### Exercise:
Reproduce verbatim the items below, from the line with "locate every green" up to and including the line with "60,203,94,240".

### Provided information:
◇ ◇ ◇

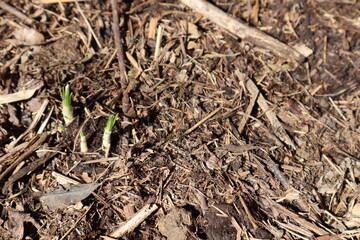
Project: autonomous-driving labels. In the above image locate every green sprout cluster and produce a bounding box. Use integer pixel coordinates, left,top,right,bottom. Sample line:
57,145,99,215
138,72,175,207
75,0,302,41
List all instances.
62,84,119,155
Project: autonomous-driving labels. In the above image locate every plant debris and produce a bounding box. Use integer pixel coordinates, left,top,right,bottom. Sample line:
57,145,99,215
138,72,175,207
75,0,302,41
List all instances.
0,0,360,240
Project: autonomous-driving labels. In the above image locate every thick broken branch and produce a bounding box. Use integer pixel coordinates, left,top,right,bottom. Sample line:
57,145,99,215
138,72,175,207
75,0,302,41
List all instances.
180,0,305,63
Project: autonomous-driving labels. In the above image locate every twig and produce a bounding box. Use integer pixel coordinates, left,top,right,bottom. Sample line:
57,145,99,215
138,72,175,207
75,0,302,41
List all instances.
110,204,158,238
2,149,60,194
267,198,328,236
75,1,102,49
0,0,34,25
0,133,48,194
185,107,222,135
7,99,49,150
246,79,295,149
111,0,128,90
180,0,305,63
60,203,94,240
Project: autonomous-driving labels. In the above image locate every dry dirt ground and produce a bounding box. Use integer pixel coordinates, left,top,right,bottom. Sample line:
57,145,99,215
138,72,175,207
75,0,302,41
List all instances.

◇ ◇ ◇

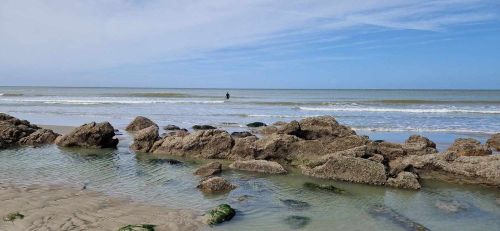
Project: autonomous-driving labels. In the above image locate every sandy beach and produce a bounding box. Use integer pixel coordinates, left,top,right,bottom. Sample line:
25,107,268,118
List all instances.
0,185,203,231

◇ ◇ ◇

### Answer:
Project: autonomous-driving labels. In the above image locate every green sprout cluster and produce a bounding box. Use integer pixel coordinates, left,top,right,bottom. Sample line:
57,145,99,215
138,72,175,207
75,0,302,41
List all instances.
62,84,119,155
Project: autonomous-driving labels. In the above image locate every plant debris and produce a bounding box. Use integer pixel coordinates, left,top,right,bottom. Sample line:
57,145,99,215
138,72,175,207
75,0,302,41
List all instances.
0,0,360,240
Project: autonomous-driving labels. In the above image locate every thick broken branch and produce a bounding box. Use integer pixel coordinates, left,top,right,bottom. Sample line:
57,145,99,215
138,72,175,207
75,0,302,41
List all instances.
180,0,305,63
Project: autonomous-driving labels. In the above image locate every twig and produce a bounding box. Use integer pixel coordinates, left,top,right,bottom. Sample line:
57,145,99,215
138,72,175,207
75,0,302,41
List all instances.
110,204,158,238
2,149,60,194
267,198,328,236
75,1,102,49
0,0,34,25
0,133,48,194
185,107,222,135
7,99,49,150
246,79,295,149
111,0,128,90
180,0,305,63
60,203,94,240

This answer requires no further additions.